(Labeled contour entries)
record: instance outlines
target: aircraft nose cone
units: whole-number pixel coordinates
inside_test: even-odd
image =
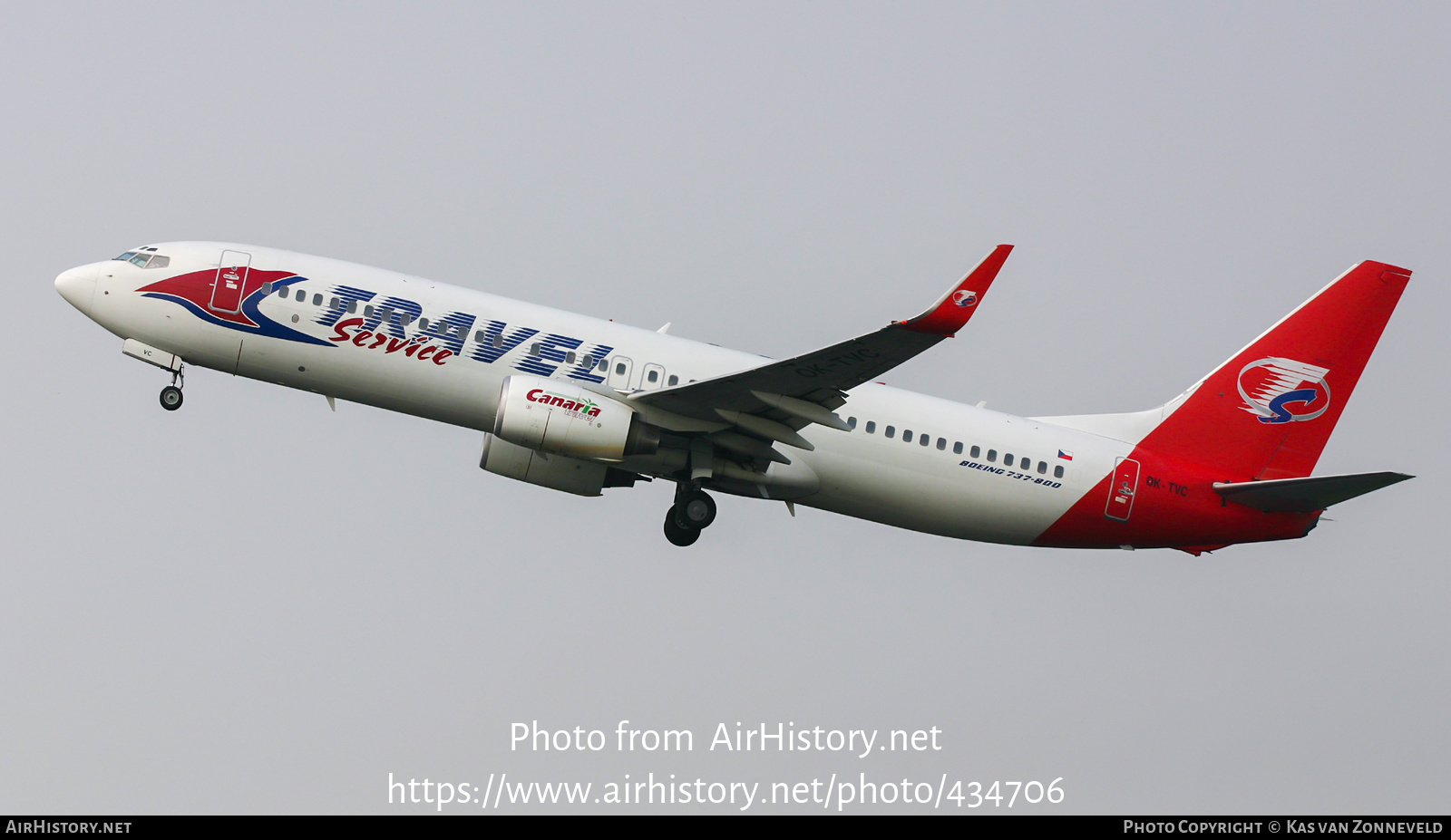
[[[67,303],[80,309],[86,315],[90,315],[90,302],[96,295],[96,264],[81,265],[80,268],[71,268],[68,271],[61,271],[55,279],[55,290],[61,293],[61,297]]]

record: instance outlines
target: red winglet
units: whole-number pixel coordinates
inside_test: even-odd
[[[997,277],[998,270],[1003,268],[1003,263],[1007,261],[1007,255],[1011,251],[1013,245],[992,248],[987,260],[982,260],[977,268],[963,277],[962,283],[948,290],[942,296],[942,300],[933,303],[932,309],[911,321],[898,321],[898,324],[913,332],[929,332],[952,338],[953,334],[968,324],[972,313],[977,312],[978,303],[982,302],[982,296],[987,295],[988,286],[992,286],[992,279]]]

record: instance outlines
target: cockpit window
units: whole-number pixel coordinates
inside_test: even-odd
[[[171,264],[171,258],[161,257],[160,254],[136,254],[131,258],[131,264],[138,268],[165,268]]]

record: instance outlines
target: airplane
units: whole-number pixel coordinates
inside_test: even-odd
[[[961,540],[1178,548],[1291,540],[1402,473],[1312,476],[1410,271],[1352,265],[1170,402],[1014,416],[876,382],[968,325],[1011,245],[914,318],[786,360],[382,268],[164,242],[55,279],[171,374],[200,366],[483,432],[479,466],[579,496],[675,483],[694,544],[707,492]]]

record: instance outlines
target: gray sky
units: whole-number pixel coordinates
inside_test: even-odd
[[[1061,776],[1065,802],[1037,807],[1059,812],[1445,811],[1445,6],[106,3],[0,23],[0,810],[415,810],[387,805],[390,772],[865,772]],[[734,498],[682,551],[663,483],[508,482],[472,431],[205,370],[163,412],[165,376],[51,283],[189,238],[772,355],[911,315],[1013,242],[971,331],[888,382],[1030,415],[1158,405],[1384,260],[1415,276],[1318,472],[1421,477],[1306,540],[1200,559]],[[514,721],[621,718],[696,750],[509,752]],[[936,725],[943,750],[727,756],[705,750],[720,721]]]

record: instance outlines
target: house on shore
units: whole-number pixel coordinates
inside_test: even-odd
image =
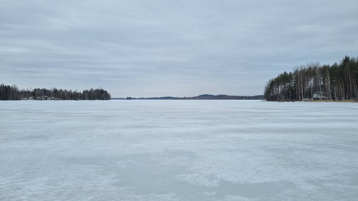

What is asked -
Output all of the records exactly as they appear above, but not the pictures.

Answer for the task -
record: instance outlines
target: aircraft nose cone
units: whole-number pixel coordinates
inside_test: even-odd
image =
[[[67,303],[80,309],[86,315],[90,315],[90,302],[96,295],[96,264],[81,265],[80,268],[71,268],[68,271],[61,271],[55,279],[55,290],[61,293],[61,297]]]

record: instance outlines
target: red winglet
units: whole-number pixel coordinates
inside_test: even-odd
[[[997,277],[998,270],[1003,268],[1003,263],[1007,261],[1007,255],[1011,251],[1013,245],[992,248],[987,260],[982,260],[977,268],[963,277],[962,283],[948,290],[942,296],[942,300],[933,303],[932,309],[911,321],[898,321],[898,324],[913,332],[929,332],[952,338],[953,334],[968,324],[972,313],[977,312],[978,303],[982,302],[982,296],[987,295],[988,286],[992,286],[992,279]]]

record: instance outlines
target: cockpit window
units: whole-number pixel coordinates
inside_test: even-odd
[[[171,264],[171,258],[161,257],[160,254],[136,254],[131,258],[131,264],[138,268],[165,268]]]

record: instance outlines
target: airplane
units: whole-number pixel coordinates
inside_test: even-odd
[[[961,540],[1178,548],[1291,540],[1402,473],[1312,476],[1410,271],[1352,265],[1170,402],[1014,416],[876,382],[968,325],[1011,245],[914,318],[786,360],[382,268],[164,242],[55,279],[171,374],[200,366],[483,432],[479,466],[579,496],[675,483],[694,544],[707,492]]]

record: instance outlines
target: gray sky
units: whole-number pixel coordinates
inside_test: even-odd
[[[1061,776],[1065,802],[1037,807],[1059,812],[1445,811],[1445,6],[106,3],[0,23],[0,810],[415,810],[387,805],[390,772],[865,772]],[[734,498],[682,551],[663,483],[508,482],[472,431],[205,370],[163,412],[165,376],[51,283],[189,238],[772,355],[911,315],[1013,242],[971,331],[888,382],[1030,415],[1158,405],[1384,260],[1415,276],[1318,472],[1421,477],[1306,540],[1200,559]],[[514,721],[621,718],[696,750],[509,752]],[[936,725],[943,750],[727,756],[705,750],[720,721]]]

record: instance outlines
target: house on shore
units: whole-number pixel coordinates
inside_test: even-odd
image =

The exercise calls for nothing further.